## START Given information
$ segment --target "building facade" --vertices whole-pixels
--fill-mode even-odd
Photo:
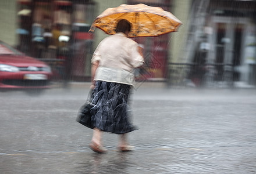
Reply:
[[[13,2],[12,1],[11,1]],[[56,78],[90,81],[90,59],[108,35],[89,34],[105,9],[143,3],[171,12],[183,24],[177,32],[137,38],[146,61],[138,79],[196,85],[256,84],[256,2],[230,0],[1,1],[0,39],[48,63]],[[7,9],[7,10],[6,10]],[[149,64],[147,63],[147,64]]]

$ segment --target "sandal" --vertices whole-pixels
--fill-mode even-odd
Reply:
[[[108,151],[102,146],[99,146],[94,142],[91,142],[90,144],[89,147],[93,151],[99,154],[105,153],[106,153],[106,151]]]

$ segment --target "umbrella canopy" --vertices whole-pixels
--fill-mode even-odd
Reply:
[[[122,4],[117,8],[108,8],[99,15],[89,31],[98,28],[106,34],[115,34],[116,22],[126,19],[132,24],[129,37],[158,36],[176,31],[182,24],[173,14],[159,7],[143,3]]]

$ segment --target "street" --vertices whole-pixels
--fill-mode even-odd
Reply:
[[[87,86],[0,93],[0,173],[256,173],[255,89],[142,85],[131,96],[134,151],[104,133],[108,152],[98,154],[76,122]]]

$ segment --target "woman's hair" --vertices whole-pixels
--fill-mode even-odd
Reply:
[[[125,33],[126,31],[130,32],[131,28],[131,23],[126,19],[121,19],[116,24],[116,32],[122,32]]]

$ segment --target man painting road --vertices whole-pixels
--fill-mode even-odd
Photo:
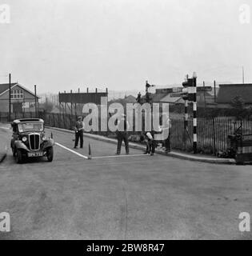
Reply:
[[[80,139],[80,148],[83,148],[83,122],[82,118],[78,117],[78,121],[76,122],[75,125],[75,143],[74,143],[74,149],[78,148],[78,140]]]
[[[128,121],[126,119],[125,114],[122,114],[121,119],[118,122],[118,148],[116,154],[121,154],[121,147],[122,140],[124,141],[125,144],[125,150],[126,154],[129,154],[129,138],[128,138],[128,131],[130,125]]]

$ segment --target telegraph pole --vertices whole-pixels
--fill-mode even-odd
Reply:
[[[11,74],[9,74],[9,122],[11,117]]]
[[[35,94],[35,115],[37,116],[37,86],[34,85],[34,94]]]
[[[194,106],[194,154],[197,154],[197,74],[193,74],[193,106]]]

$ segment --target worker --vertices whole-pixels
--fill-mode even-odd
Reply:
[[[74,143],[74,149],[77,149],[78,144],[78,139],[80,139],[80,148],[83,148],[83,132],[84,132],[84,126],[82,122],[82,118],[78,117],[78,121],[76,122],[75,125],[75,143]]]
[[[117,136],[118,136],[118,147],[116,154],[121,154],[122,142],[124,141],[126,154],[129,154],[129,135],[128,130],[130,125],[128,121],[126,121],[126,115],[122,114],[121,118],[118,122],[117,125]]]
## END Given information
▸ **Exercise goal**:
Copy out the listing word for word, starting with the line that contains "pole --vertices whole-pixels" and going on through the last line of the listing, both ends included.

▸ **Task result**:
$ segment --target telegraph pole --vertices whole-pixels
--fill-mode even-odd
Reply:
[[[11,74],[9,74],[9,122],[11,117]]]
[[[35,94],[35,115],[37,116],[37,86],[34,85],[34,94]]]
[[[194,106],[194,154],[197,154],[197,74],[193,74],[193,106]]]

$ segment --target worker --vertices whole-pixels
--fill-mode even-odd
Reply:
[[[74,143],[74,149],[77,149],[78,144],[78,139],[80,139],[80,148],[83,148],[83,132],[84,132],[84,126],[82,122],[82,118],[78,117],[78,121],[76,122],[75,125],[75,143]]]
[[[117,136],[118,136],[118,147],[116,154],[121,154],[122,142],[124,141],[126,154],[129,154],[129,135],[128,130],[130,125],[128,121],[126,121],[126,115],[122,114],[121,118],[118,122],[117,125]]]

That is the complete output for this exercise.